#### Prompt
Could you repeat the full passage below about Star Trek: Strange New Worlds, word for word?

Every episode managed to pull off a scene or two that registered for a good long while after the show ended. In “Tomorrow and Tomorrow and Tomorrow,” Christina Chong got a chance to show some different sides to her no-nonsense security officer character and pulled it off with panache. All of this is also a continuation of what the show pulled off in its first season. That included a fairy-tale episode and the biggest swing of all, a re-telling of the original series’ “Balance of Terror.”
Versatility for the sake of versatility is great, but that’s only an element to what makes Star Trek: Strange New Worlds so wonderful. The show also knows what makes traditional Trek work. The first quality is a sense of optimism about the future even if the odds look grim. This is best embodied by Anson Mount as Christopher Pike and Rebecca Romijn as Number One Una Chin-Riley.4 Beginning with the show’s pilot, both Pike and Una (and the show through them) have excelled at finding ways into the light even when the situation seems extremely dark. Consider this scene from the first season:
The other key lesson the show has mastered is to find the right mix of emotion and professionalism in the crew. One of the problems with Star Trek: Discovery has been that everyone in Starfleet kept acting like they weren’t in Starfleet, putting their own trauma so front and center that at times it feels like an SNL parody of Trek. The officers in SNW are obviously affected by what they experience as they explore the stars, but they also recognize the importance of duty. Not every character behaves professionally all of the time — that would be boring. But that impulse grounds Strange New Worlds while make it easier to preserve an episodic format.

#### Data extract
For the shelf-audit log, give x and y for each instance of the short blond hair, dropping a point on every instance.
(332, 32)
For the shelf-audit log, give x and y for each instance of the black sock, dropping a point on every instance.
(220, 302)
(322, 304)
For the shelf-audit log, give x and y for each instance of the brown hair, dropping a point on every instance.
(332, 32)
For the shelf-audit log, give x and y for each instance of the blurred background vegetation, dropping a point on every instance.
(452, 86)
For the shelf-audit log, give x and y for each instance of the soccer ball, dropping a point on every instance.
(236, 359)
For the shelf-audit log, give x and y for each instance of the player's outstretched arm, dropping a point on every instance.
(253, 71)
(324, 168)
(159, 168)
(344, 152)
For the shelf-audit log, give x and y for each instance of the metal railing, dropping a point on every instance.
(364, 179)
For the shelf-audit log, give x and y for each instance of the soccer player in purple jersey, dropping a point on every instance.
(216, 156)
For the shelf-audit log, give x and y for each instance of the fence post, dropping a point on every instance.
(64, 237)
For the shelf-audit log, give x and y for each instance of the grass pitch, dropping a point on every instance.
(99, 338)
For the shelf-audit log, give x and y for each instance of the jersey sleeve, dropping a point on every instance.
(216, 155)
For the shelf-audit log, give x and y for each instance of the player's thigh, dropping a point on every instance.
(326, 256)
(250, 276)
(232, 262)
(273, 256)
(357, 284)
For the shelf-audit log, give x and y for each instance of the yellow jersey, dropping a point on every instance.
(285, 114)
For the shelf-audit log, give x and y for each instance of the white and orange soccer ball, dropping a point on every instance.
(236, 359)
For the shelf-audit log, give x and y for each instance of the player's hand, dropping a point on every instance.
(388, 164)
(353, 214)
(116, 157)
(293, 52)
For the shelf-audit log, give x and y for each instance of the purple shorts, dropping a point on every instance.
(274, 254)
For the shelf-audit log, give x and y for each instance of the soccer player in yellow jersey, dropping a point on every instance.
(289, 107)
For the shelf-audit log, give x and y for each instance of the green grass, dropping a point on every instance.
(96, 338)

...

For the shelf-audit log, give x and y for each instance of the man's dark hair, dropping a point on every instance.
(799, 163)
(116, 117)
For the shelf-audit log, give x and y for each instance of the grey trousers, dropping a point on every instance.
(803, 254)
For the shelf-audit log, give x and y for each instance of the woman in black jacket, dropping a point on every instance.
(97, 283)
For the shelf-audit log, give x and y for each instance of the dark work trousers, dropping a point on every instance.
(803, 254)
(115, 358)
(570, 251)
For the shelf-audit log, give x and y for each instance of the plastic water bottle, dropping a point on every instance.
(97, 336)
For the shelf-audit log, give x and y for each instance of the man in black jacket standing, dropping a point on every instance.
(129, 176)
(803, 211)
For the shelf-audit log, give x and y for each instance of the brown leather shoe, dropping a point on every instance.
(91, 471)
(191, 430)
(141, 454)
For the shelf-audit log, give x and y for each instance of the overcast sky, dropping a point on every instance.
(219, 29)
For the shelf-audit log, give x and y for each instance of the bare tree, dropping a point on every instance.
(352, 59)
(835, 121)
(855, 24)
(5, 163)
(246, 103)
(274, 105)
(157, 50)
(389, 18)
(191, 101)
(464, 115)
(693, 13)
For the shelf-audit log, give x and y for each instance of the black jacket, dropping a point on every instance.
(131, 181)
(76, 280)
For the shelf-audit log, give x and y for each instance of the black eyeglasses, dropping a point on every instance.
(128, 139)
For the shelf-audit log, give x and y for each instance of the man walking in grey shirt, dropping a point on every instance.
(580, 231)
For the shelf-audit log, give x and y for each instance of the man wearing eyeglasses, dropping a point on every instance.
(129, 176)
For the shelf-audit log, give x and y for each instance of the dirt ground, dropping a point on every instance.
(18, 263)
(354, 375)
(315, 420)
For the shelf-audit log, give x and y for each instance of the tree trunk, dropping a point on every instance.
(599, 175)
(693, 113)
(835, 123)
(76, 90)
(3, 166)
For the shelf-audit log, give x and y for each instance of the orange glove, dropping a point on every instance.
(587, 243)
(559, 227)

--

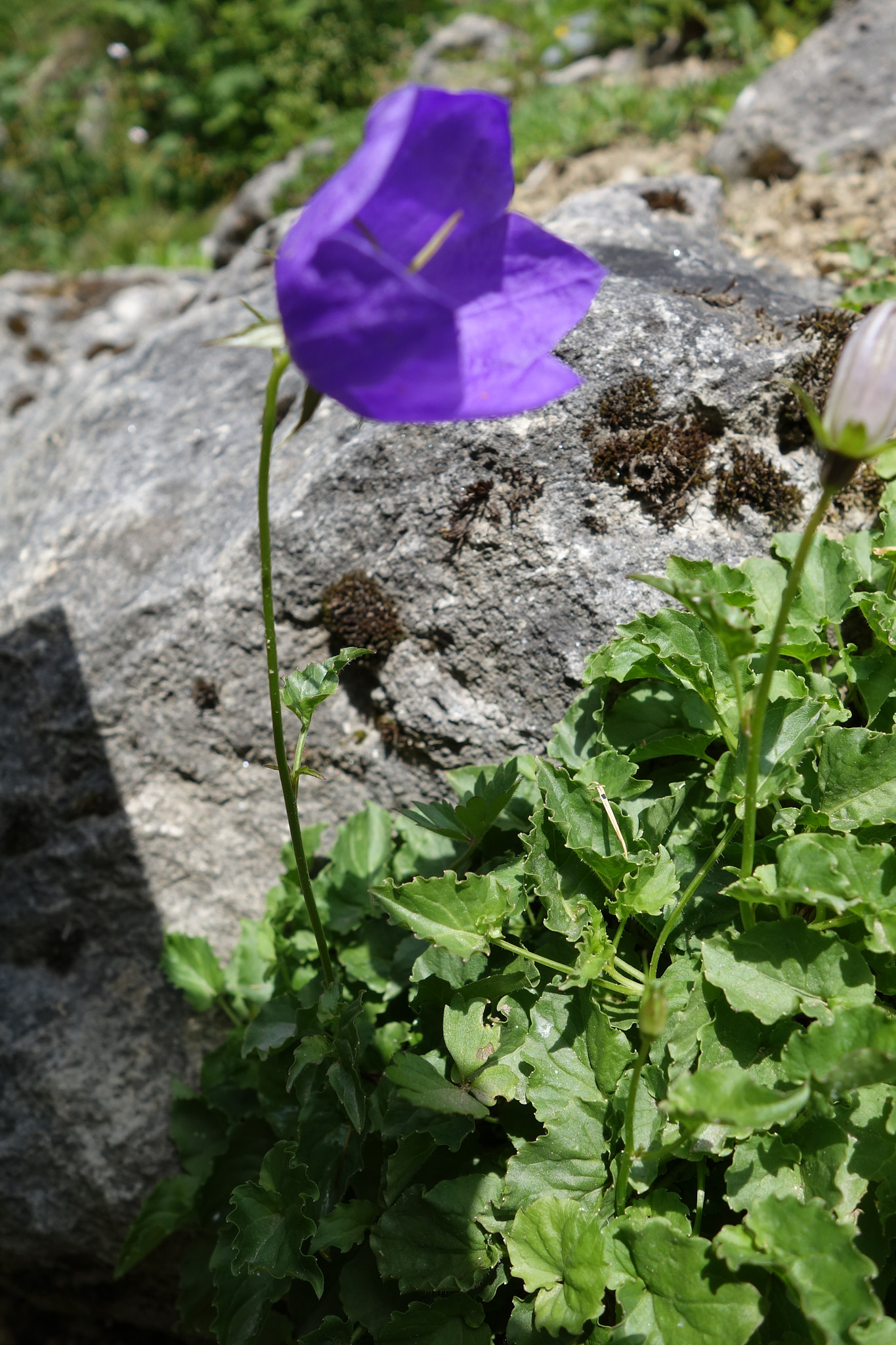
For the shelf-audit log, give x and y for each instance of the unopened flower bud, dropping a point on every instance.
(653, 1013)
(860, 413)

#### Exercise output
Every episode managed to pull off a scene or two that registered for a good long while after the show ended. In “Tomorrow and Tomorrow and Tomorrow,” Christina Chong got a chance to show some different sides to her no-nonsense security officer character and pulled it off with panache. All of this is also a continuation of what the show pulled off in its first season. That included a fairy-tale episode and the biggest swing of all, a re-telling of the original series’ “Balance of Terror.”
Versatility for the sake of versatility is great, but that’s only an element to what makes Star Trek: Strange New Worlds so wonderful. The show also knows what makes traditional Trek work. The first quality is a sense of optimism about the future even if the odds look grim. This is best embodied by Anson Mount as Christopher Pike and Rebecca Romijn as Number One Una Chin-Riley.4 Beginning with the show’s pilot, both Pike and Una (and the show through them) have excelled at finding ways into the light even when the situation seems extremely dark. Consider this scene from the first season:
The other key lesson the show has mastered is to find the right mix of emotion and professionalism in the crew. One of the problems with Star Trek: Discovery has been that everyone in Starfleet kept acting like they weren’t in Starfleet, putting their own trauma so front and center that at times it feels like an SNL parody of Trek. The officers in SNW are obviously affected by what they experience as they explore the stars, but they also recognize the importance of duty. Not every character behaves professionally all of the time — that would be boring. But that impulse grounds Strange New Worlds while make it easier to preserve an episodic format.